- **TASK BRIEF**
Although pictures appear in the data, the answer should contain only the lines from its start through the line with "Category: group of people on sand", written out exactly.

[Collected data entries]
---*---

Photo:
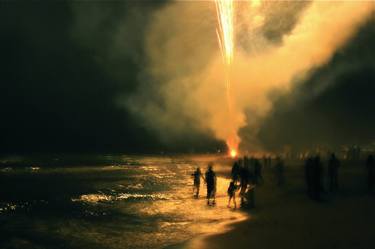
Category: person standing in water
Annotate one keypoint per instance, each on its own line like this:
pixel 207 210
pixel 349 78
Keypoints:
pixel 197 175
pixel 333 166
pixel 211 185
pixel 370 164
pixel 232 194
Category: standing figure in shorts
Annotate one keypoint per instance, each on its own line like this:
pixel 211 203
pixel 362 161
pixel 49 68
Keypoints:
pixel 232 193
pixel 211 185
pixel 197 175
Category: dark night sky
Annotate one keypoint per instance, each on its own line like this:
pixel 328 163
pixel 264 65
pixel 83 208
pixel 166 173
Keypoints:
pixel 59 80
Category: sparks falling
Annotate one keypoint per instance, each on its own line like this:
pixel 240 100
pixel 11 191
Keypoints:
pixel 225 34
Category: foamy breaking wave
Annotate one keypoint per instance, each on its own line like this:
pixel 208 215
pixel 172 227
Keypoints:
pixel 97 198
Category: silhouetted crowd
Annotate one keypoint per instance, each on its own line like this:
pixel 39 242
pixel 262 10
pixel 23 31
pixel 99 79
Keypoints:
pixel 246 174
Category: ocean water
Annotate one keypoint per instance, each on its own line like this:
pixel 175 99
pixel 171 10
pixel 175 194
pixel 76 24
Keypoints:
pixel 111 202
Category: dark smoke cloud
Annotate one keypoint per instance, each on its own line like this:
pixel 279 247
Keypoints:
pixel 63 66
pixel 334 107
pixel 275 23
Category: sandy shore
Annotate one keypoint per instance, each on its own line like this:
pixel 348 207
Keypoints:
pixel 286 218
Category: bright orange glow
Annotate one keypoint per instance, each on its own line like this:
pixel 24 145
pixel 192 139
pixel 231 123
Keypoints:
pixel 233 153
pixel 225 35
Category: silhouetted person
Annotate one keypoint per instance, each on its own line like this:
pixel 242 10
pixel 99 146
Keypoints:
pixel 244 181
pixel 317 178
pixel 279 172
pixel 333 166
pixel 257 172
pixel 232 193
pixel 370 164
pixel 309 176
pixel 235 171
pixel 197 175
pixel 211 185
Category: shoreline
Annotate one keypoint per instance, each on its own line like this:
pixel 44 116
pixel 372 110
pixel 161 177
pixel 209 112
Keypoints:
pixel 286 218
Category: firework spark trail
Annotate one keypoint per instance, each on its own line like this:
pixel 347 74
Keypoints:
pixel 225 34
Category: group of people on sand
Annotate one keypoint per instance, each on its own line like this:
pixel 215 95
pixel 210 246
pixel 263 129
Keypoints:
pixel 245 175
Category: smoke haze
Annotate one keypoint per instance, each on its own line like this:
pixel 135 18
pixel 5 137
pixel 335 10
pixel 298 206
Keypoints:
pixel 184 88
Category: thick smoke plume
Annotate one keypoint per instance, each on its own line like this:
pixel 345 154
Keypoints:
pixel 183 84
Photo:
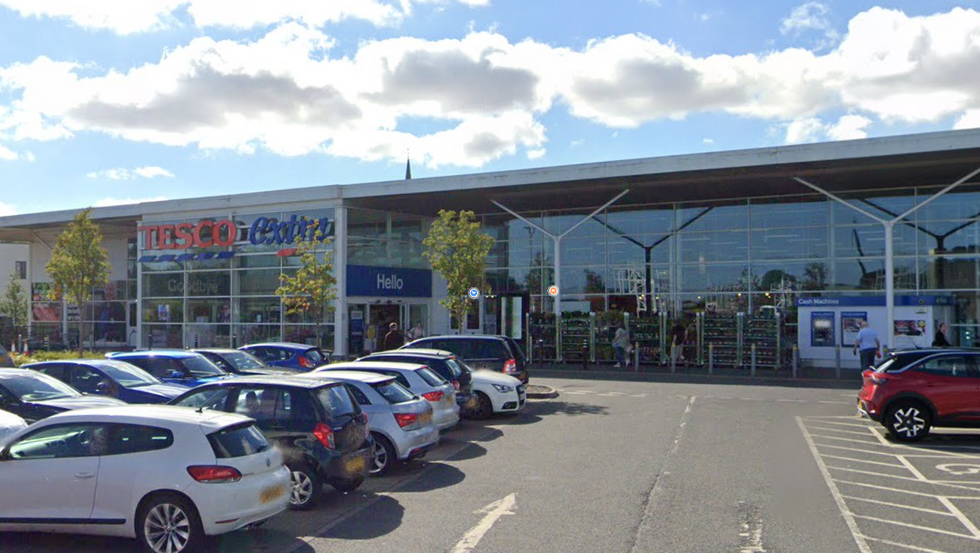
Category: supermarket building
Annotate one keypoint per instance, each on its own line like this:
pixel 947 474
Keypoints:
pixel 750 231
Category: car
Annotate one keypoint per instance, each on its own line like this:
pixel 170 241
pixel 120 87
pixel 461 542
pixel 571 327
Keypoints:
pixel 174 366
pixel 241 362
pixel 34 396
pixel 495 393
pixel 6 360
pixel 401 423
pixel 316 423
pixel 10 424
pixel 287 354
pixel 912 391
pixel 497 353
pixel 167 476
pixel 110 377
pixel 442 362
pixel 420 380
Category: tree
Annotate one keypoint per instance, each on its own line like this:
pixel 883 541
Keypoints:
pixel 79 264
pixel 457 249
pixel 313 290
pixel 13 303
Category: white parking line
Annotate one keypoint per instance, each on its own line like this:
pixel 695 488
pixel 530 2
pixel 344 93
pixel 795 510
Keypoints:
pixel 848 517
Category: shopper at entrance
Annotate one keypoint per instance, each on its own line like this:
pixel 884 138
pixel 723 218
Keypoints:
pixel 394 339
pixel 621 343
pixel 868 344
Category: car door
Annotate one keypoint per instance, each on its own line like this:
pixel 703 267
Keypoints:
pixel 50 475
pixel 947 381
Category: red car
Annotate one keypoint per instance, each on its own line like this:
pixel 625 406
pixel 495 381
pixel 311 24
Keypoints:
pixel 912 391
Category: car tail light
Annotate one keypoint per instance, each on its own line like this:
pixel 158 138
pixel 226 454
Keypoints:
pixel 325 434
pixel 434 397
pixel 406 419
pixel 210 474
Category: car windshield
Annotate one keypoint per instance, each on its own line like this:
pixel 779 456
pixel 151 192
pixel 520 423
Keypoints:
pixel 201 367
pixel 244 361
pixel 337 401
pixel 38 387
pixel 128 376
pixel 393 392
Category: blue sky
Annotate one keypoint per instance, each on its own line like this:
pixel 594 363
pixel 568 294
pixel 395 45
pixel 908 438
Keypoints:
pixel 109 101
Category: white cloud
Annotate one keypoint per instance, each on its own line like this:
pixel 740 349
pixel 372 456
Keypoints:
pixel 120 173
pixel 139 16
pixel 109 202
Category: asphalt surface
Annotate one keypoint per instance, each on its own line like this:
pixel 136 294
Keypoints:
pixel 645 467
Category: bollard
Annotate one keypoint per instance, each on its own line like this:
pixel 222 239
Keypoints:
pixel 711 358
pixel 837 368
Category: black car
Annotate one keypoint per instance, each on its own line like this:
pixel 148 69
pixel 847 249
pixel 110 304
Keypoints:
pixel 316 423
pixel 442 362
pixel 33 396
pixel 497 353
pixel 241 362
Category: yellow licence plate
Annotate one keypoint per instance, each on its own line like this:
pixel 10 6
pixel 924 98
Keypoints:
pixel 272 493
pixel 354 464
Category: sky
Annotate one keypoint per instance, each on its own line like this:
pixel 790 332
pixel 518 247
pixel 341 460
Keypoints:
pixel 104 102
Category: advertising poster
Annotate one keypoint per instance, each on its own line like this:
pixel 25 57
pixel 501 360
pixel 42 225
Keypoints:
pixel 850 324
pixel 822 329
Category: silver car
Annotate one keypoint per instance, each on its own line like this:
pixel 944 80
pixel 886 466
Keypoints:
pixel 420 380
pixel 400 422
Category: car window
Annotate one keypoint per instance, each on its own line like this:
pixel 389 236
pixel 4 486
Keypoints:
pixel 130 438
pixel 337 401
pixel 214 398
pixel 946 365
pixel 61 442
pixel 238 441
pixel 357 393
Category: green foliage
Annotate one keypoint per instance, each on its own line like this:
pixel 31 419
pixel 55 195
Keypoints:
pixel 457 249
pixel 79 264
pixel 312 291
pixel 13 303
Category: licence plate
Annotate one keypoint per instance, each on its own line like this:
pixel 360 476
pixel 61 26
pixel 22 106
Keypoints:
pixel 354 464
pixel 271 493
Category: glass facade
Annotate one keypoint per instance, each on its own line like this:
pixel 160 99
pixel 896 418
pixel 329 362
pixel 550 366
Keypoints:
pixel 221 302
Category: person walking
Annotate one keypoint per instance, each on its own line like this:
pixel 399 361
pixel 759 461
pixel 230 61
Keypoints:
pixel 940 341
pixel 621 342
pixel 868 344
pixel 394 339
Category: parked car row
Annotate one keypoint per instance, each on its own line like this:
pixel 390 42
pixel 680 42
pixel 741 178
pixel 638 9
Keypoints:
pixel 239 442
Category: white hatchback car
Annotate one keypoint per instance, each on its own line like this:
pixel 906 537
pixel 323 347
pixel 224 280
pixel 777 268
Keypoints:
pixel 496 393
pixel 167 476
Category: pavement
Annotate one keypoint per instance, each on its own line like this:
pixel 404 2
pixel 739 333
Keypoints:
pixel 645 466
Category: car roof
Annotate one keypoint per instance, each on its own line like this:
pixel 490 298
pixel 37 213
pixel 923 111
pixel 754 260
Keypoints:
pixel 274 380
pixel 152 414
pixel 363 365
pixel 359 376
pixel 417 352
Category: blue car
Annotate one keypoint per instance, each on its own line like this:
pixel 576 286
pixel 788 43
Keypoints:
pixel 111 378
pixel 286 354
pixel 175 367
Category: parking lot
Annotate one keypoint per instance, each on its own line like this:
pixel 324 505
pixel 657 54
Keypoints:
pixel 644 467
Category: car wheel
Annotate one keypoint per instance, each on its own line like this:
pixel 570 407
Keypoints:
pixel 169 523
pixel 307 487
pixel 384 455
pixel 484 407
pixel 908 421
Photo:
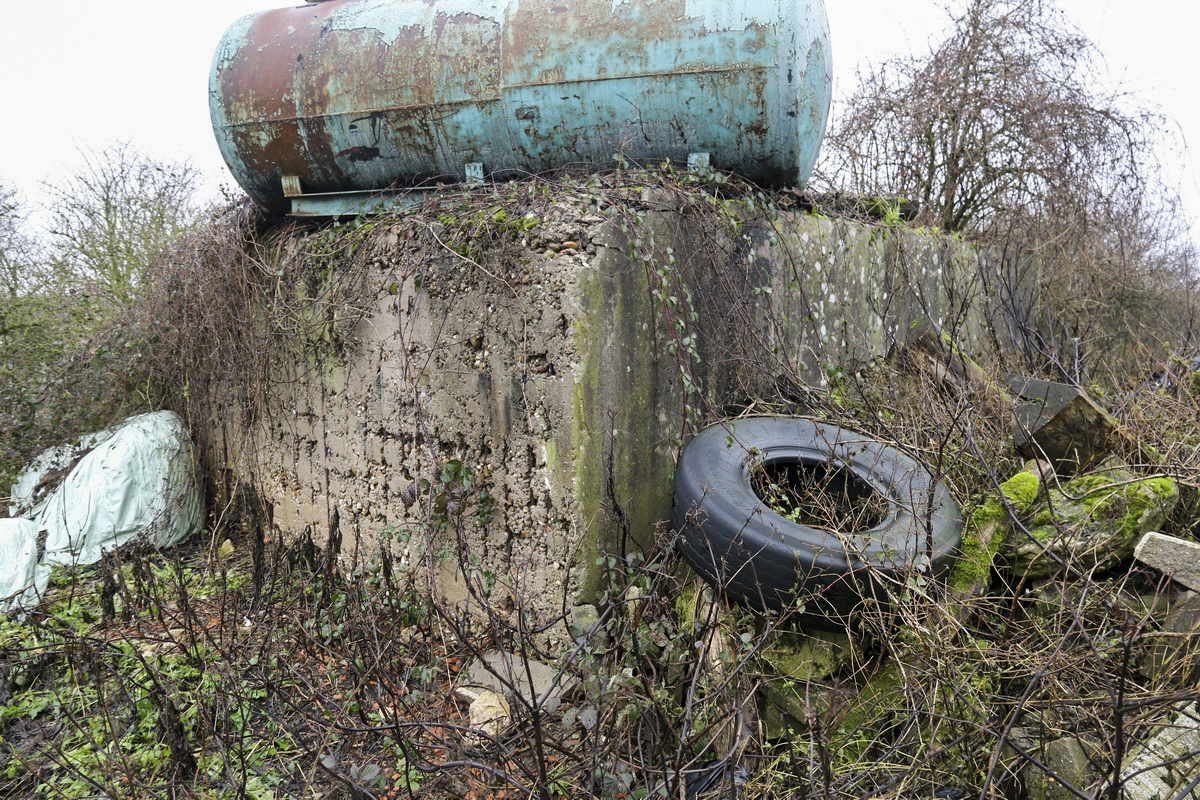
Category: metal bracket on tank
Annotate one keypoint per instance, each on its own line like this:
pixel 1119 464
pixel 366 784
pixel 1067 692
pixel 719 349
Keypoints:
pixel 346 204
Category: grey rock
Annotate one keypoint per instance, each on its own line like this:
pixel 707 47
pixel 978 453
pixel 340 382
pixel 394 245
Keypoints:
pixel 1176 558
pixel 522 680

---*---

- **SOLUTION FOR THIS EXERCISE**
Photo:
Category: person standing in water
Annotate one keypoint per instance, each on its own line like this:
pixel 207 210
pixel 349 78
Keypoints:
pixel 197 175
pixel 333 166
pixel 211 185
pixel 370 164
pixel 232 194
Category: standing figure in shorts
Annotate one keypoint per instance, each on its own line like this:
pixel 211 203
pixel 362 161
pixel 49 68
Keypoints:
pixel 232 193
pixel 211 185
pixel 197 175
Category: dark night sky
Annotate one keypoint per instance, each on its own line like this:
pixel 328 163
pixel 264 65
pixel 83 208
pixel 166 173
Keypoints:
pixel 59 80
Category: sparks falling
Annotate one keypoint per instance, each on its own line like this:
pixel 240 100
pixel 11 191
Keypoints:
pixel 225 34
Category: foamy breaking wave
Annotate one keypoint per instance, each on its own line like this:
pixel 208 215
pixel 172 227
Keypoints:
pixel 97 198
Category: silhouetted crowd
Annotate one keypoint per instance, each on its own line like this:
pixel 39 242
pixel 262 10
pixel 23 31
pixel 99 79
Keypoints:
pixel 246 174
Category: ocean water
Annotate one keypoint per instance, each on its own line like this:
pixel 175 99
pixel 171 10
pixel 175 194
pixel 76 24
Keypoints:
pixel 111 202
Category: dark smoke cloud
Annotate one keypoint per instance, each on its own line like this:
pixel 279 247
Keypoints:
pixel 63 66
pixel 334 107
pixel 275 23
Category: sandy shore
Annotate one keypoint per instance, each on its own line like this:
pixel 348 207
Keypoints:
pixel 286 218
Category: bright orange glow
Annotate one keypoint per instance, each on its own line like this:
pixel 24 145
pixel 192 139
pixel 231 123
Keypoints:
pixel 233 153
pixel 225 35
Category: silhouetted person
Annotate one keypoint per instance, each on its own line like this:
pixel 242 10
pixel 99 146
Keypoints:
pixel 244 181
pixel 317 178
pixel 279 172
pixel 333 166
pixel 257 172
pixel 232 193
pixel 370 164
pixel 309 176
pixel 235 171
pixel 197 175
pixel 211 185
Category: shoreline
Annotate one keypoint per instance, each on its own line like this:
pixel 44 116
pixel 372 110
pixel 161 177
pixel 209 112
Keypoints:
pixel 286 218
Category: firework spark trail
Annotate one keypoint per instance, each on its own line like this:
pixel 347 74
Keypoints:
pixel 225 34
Category: group of people on sand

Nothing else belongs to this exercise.